▶ [Tareas y ejercicios]:
#1 Responde estas preguntas con lo que dice el texto sobre el plebiscito de paz en Colombia:
(a) ¿En qué municipio vive Luis Gregorio Rivera?
(b) ¿Cuántos años de conflicto interno buscaba superar el pacto entre el gobierno y las FARC?
(c) ¿Por qué opción tenía Rivera una expectativa muy grande?
#2 Escribe la continuación del texto sobre el plebiscito de paz en Colombia a partir de su última oración.

Luis Gregorio Rivera vive en Toribío, un municipio en el suroeste de Colombia donde la guerra era pan de cada día. Ahora teme que vuelva la cotidianidad del conflicto armado, tras el rechazo en las urnas al acuerdo de paz con la guerrilla FARC.
“Uno como colombiano y que ha sufrido la guerra se preocupa mucho, es que la gente no valora esto”, dice a AFP este agricultor que también se dedica a tareas de construcción, sobre el pacto entre el gobierno de Juan Manuel Santos y las marxistas FARC para superar una conflagración interna de 52 años, que no fue refrendado el domingo en un plebiscito.
“Tenía una expectativa muy grande por el ‘Sí’. Dije: ‘Pues si todos vamos a votar por el ‘Sí’, este país lo vamos a cambiar'”, sostiene Rivera.

▶ [Datos proporcionados]:
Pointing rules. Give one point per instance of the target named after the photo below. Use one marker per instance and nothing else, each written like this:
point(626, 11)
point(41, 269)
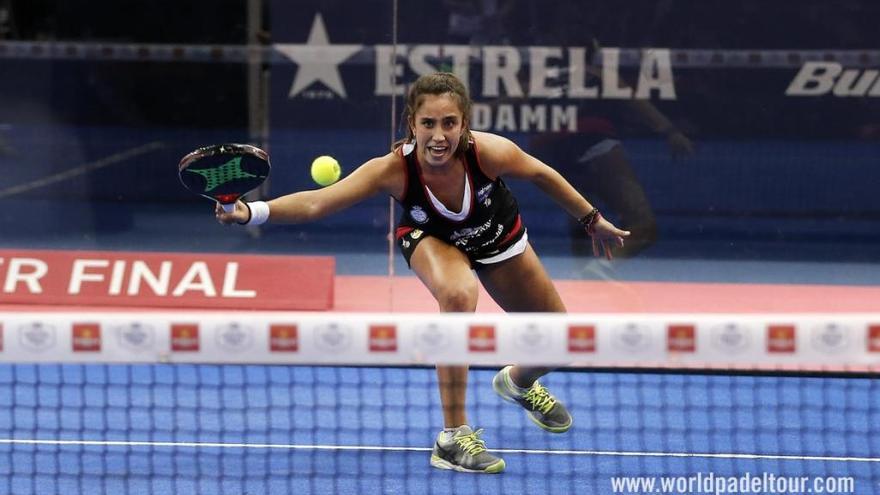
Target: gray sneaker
point(464, 451)
point(543, 409)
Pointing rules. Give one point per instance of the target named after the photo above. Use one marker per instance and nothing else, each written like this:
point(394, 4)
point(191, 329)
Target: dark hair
point(438, 83)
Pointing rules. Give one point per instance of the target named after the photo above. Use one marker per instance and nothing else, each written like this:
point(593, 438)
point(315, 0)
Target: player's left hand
point(605, 236)
point(240, 215)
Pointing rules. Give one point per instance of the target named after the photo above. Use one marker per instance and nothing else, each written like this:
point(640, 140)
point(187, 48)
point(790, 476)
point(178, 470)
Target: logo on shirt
point(483, 194)
point(418, 214)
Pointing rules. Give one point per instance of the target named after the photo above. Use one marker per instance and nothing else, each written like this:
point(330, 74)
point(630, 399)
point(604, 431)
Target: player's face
point(438, 125)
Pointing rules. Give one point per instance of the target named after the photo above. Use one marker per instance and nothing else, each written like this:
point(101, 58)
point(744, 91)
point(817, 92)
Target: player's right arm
point(381, 175)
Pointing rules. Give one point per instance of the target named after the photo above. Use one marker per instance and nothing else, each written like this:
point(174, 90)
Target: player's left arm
point(501, 157)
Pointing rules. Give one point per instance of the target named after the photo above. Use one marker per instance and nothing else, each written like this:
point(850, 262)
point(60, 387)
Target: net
point(330, 403)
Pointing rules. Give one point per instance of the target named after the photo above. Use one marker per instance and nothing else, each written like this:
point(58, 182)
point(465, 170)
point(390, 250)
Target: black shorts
point(409, 237)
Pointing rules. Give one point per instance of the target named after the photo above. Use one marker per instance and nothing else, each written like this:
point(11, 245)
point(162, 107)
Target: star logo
point(318, 60)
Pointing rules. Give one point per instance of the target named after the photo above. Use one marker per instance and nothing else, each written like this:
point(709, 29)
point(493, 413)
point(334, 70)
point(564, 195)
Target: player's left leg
point(520, 284)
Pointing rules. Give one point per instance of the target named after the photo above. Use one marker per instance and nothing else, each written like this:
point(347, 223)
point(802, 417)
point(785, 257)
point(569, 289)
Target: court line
point(270, 446)
point(87, 167)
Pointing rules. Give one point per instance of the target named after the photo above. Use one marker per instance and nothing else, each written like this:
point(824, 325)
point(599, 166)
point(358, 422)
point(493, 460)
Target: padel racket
point(224, 172)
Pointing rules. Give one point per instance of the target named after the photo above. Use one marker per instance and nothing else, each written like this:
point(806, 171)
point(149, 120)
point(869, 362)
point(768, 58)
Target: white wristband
point(259, 212)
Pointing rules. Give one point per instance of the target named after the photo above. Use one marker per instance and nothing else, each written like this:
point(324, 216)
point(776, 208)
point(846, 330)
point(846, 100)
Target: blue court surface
point(157, 429)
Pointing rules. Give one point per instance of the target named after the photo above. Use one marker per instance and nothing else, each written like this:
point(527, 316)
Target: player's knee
point(458, 298)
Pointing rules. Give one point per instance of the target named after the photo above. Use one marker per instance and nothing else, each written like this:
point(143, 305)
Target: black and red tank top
point(492, 222)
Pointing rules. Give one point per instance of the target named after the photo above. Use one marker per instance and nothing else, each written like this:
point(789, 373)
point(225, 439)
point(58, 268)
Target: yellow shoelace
point(540, 398)
point(472, 444)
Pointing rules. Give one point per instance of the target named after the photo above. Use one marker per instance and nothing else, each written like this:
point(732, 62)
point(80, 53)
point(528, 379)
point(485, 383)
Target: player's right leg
point(447, 274)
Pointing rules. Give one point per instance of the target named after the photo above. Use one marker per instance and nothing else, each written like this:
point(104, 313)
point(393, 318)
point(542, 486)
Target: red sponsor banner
point(178, 280)
point(383, 338)
point(481, 338)
point(581, 338)
point(681, 338)
point(781, 338)
point(874, 338)
point(86, 337)
point(283, 338)
point(184, 337)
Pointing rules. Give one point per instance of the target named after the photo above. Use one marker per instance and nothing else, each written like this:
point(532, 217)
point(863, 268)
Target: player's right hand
point(680, 146)
point(240, 215)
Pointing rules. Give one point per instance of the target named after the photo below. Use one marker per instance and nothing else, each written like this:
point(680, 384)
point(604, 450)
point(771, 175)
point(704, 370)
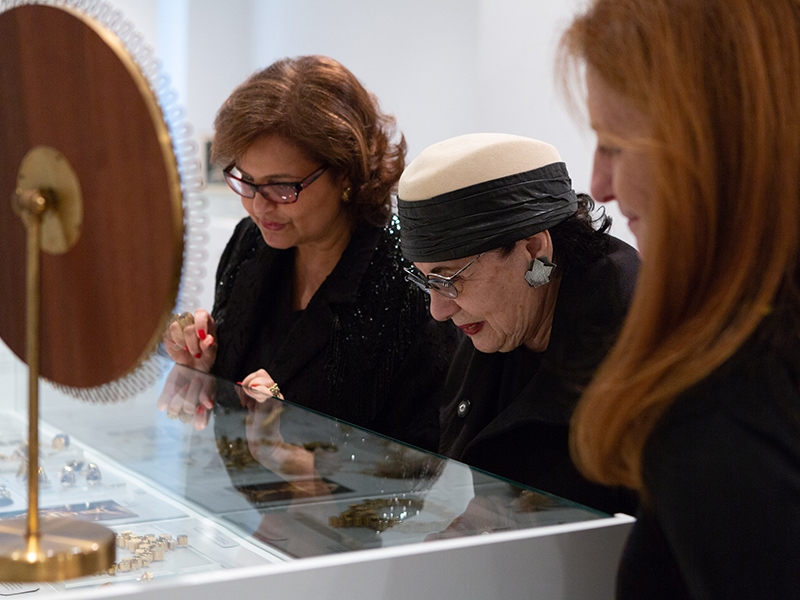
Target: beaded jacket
point(365, 350)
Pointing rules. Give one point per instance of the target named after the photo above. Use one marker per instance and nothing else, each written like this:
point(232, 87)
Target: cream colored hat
point(478, 192)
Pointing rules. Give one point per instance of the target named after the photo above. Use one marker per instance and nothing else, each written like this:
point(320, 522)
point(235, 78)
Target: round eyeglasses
point(445, 285)
point(284, 192)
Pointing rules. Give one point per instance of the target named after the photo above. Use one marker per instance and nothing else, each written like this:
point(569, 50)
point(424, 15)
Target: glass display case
point(258, 496)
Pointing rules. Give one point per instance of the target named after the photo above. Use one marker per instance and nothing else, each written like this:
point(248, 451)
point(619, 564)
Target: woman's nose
point(442, 307)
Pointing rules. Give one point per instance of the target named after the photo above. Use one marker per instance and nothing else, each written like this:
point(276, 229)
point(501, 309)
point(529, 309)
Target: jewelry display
point(324, 446)
point(235, 453)
point(22, 473)
point(67, 476)
point(5, 496)
point(92, 474)
point(144, 550)
point(60, 442)
point(530, 501)
point(379, 514)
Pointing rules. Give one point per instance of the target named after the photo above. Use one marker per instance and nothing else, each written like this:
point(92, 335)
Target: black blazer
point(523, 435)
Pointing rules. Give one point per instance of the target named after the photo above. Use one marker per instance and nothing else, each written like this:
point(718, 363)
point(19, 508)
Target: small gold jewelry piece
point(183, 319)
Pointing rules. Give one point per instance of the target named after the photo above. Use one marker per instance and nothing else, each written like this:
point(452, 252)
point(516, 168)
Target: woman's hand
point(261, 386)
point(191, 340)
point(188, 396)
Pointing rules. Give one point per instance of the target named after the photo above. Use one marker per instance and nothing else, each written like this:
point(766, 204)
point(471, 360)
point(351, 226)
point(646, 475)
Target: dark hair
point(319, 105)
point(580, 240)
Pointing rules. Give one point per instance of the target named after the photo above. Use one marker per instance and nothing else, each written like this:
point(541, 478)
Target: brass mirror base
point(45, 168)
point(65, 549)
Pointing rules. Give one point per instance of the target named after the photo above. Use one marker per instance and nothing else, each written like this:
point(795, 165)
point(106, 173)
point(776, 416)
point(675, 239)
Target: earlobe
point(538, 273)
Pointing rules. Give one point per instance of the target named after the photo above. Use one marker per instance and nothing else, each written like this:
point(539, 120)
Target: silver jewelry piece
point(93, 475)
point(538, 273)
point(67, 476)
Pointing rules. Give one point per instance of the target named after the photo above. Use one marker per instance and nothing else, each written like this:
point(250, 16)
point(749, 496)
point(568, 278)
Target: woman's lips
point(272, 225)
point(471, 328)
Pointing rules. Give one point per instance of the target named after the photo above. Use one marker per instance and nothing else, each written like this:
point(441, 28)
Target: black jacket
point(365, 350)
point(508, 413)
point(722, 470)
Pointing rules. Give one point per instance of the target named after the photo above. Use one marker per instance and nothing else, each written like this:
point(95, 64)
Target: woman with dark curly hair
point(515, 259)
point(310, 291)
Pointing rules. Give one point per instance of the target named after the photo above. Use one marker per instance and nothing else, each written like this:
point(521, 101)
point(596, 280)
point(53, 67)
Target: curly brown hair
point(319, 105)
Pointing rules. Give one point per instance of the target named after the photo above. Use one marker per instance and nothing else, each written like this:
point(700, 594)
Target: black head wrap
point(487, 215)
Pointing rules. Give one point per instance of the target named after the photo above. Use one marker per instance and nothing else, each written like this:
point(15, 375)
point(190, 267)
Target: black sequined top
point(365, 350)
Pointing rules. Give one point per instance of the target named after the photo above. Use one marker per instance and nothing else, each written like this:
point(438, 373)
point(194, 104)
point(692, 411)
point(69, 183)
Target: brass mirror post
point(54, 549)
point(31, 206)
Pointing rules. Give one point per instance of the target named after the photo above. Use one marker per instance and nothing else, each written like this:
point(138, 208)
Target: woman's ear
point(540, 245)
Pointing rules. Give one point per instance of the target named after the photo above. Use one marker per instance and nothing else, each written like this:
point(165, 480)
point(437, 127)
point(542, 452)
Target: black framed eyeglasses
point(284, 192)
point(445, 285)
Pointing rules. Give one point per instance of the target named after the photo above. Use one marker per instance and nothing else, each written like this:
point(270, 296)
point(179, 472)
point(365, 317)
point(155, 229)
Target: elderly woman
point(310, 288)
point(513, 257)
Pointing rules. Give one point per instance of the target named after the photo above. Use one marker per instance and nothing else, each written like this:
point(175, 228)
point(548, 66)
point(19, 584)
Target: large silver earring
point(538, 273)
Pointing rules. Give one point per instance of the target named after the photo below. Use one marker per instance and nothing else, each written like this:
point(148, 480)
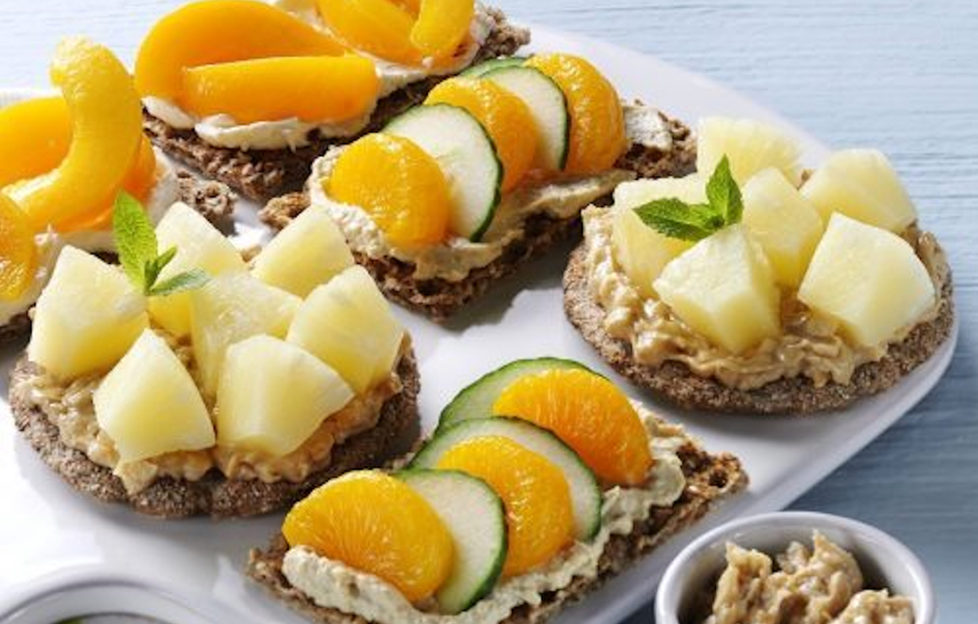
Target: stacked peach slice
point(509, 480)
point(63, 159)
point(256, 62)
point(440, 170)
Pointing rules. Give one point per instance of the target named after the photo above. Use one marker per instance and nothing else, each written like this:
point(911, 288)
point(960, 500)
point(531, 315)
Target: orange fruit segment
point(18, 252)
point(34, 138)
point(399, 185)
point(590, 414)
point(312, 88)
point(106, 119)
point(504, 116)
point(534, 491)
point(597, 121)
point(375, 523)
point(380, 27)
point(221, 31)
point(441, 26)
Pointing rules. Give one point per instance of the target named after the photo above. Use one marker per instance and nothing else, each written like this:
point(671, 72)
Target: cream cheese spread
point(293, 133)
point(50, 243)
point(335, 585)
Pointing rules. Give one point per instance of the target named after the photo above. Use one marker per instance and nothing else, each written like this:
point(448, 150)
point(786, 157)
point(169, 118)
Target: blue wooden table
point(900, 75)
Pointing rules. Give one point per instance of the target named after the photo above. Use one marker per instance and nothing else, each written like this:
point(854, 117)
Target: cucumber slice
point(485, 67)
point(584, 491)
point(547, 104)
point(473, 513)
point(475, 401)
point(467, 157)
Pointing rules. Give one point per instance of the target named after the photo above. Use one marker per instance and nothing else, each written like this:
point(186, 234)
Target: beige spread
point(70, 407)
point(821, 586)
point(332, 584)
point(809, 345)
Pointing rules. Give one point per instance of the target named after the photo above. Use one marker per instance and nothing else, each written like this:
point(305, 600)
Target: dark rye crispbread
point(262, 174)
point(438, 298)
point(709, 479)
point(214, 494)
point(798, 395)
point(213, 200)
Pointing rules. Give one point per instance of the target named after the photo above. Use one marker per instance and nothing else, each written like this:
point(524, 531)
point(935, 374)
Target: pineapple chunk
point(274, 395)
point(868, 279)
point(862, 184)
point(723, 288)
point(149, 404)
point(199, 246)
point(785, 224)
point(306, 254)
point(87, 317)
point(750, 145)
point(642, 251)
point(230, 308)
point(349, 325)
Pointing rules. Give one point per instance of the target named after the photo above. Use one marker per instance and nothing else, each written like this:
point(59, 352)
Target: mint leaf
point(676, 219)
point(724, 195)
point(135, 238)
point(189, 280)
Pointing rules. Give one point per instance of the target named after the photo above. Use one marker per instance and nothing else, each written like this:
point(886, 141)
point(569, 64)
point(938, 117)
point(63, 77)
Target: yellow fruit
point(534, 491)
point(274, 395)
point(271, 89)
point(377, 524)
point(229, 308)
point(597, 121)
point(199, 246)
point(221, 31)
point(106, 132)
point(503, 115)
point(785, 224)
point(18, 251)
point(750, 147)
point(590, 414)
point(868, 279)
point(149, 404)
point(309, 252)
point(87, 317)
point(862, 184)
point(642, 251)
point(400, 186)
point(348, 324)
point(723, 288)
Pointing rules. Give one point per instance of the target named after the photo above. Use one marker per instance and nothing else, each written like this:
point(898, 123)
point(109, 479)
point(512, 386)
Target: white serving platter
point(65, 553)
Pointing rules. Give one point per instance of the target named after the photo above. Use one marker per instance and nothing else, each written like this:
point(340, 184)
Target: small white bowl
point(885, 562)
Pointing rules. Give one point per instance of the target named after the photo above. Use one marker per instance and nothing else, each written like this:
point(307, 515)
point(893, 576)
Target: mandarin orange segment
point(539, 516)
point(504, 116)
point(18, 252)
point(590, 414)
point(312, 88)
point(106, 118)
point(34, 138)
point(442, 26)
point(221, 31)
point(380, 27)
point(400, 186)
point(597, 121)
point(375, 523)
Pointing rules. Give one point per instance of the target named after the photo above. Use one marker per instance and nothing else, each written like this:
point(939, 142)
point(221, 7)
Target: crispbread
point(212, 199)
point(262, 174)
point(709, 478)
point(214, 494)
point(438, 298)
point(798, 395)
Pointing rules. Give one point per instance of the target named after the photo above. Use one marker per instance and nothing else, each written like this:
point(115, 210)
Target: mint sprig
point(138, 248)
point(677, 219)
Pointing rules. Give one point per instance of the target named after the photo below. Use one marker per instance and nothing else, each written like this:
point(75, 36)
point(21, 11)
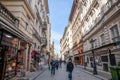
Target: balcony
point(43, 40)
point(7, 15)
point(44, 25)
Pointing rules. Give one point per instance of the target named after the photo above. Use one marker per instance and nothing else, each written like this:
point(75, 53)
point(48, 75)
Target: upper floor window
point(114, 31)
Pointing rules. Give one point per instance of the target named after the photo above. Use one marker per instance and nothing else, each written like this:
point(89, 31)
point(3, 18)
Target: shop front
point(8, 55)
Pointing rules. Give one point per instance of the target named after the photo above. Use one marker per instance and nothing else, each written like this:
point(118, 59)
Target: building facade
point(75, 22)
point(23, 27)
point(66, 43)
point(100, 29)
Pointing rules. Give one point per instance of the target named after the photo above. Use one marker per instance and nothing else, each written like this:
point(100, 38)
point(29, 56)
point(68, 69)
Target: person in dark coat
point(53, 65)
point(70, 68)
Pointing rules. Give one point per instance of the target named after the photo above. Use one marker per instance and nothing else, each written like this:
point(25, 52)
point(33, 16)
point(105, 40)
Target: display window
point(9, 48)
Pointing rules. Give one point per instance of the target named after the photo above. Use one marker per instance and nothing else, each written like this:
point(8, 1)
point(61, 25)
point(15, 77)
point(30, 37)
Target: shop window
point(102, 36)
point(115, 35)
point(28, 24)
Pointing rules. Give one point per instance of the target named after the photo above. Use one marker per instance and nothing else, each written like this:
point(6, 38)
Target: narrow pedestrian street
point(37, 34)
point(61, 74)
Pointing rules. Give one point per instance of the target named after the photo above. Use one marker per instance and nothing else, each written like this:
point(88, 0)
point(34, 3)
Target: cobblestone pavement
point(61, 74)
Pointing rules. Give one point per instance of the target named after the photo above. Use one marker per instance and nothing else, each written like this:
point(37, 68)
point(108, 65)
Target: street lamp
point(94, 63)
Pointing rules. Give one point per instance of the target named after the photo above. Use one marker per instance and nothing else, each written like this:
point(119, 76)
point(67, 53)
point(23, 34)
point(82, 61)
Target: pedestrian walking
point(70, 68)
point(57, 64)
point(53, 65)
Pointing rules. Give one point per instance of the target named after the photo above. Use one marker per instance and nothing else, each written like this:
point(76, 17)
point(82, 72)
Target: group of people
point(54, 65)
point(69, 68)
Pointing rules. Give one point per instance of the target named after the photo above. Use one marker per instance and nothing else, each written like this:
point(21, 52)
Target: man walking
point(53, 65)
point(70, 68)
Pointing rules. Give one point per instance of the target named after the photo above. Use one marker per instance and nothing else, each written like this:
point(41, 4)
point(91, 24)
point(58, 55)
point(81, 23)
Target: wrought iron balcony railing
point(6, 14)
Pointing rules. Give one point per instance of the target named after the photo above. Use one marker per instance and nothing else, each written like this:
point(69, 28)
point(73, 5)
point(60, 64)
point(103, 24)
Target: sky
point(59, 17)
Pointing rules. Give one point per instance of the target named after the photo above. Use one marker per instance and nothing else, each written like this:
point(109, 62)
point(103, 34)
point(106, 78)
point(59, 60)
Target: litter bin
point(115, 72)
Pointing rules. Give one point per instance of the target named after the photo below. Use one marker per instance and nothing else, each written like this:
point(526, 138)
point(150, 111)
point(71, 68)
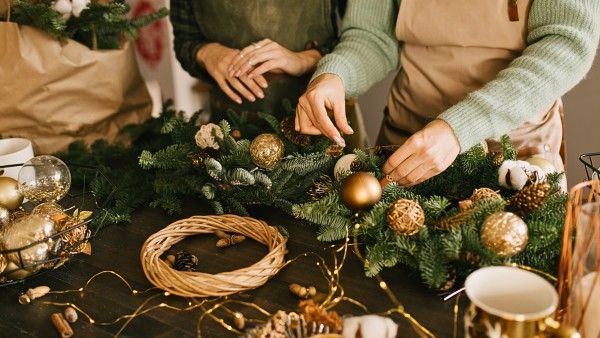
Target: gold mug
point(508, 302)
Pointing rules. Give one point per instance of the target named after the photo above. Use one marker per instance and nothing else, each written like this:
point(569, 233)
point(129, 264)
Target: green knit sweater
point(562, 41)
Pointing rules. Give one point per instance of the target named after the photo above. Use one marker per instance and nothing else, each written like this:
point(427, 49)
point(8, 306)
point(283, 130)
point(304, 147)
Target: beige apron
point(452, 48)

▶ [Respuestas]:
#1
(a) En Toribío.
(b) 52 años.
(c) Por el "Sí".

#2
Toribío, anclado en las fértiles montañas del norte del convulso departamento del Cauca, se pronunció a favor del acuerdo con las Fuerzas Armadas Revolucionarias de Colombia (FARC): el 84,80% de los votantes respaldó lo convenido tras casi cuatro años de negociaciones en Cuba.
Un clamor silenciado por el 50,21% de los votos que dijeron “No” en todo el país al acuerdo sellado el 26 de septiembre, que en esencia busca que el grupo rebelde se desarme y pase a convertirse en un movimiento político legal.
“Estamos pensando siempre en la guerra, y en arreglar todo a plomo, y eso no es así. Hay otros sectores de la política que no están de acuerdo y ahí es cuando uno siente esa frustración de que no se haga esta paz”, afirma, desde la plaza de un municipio que centra su economía en la caficultura y la siembra de maíz.
Rivera cuenta que en los momentos cúspides del conflicto salir a las calles de Toribío, con histórica presencia de las FARC, era un acto de fe. “Hemos sufrido la guerra en carne propia”, explica.
Un “baldado de agua fría”
Para algunos de los 26.000 habitantes del lugar, la mayoría de la etnia indígena Nasa, el triunfo del “No” fue un “baldado de agua fría”.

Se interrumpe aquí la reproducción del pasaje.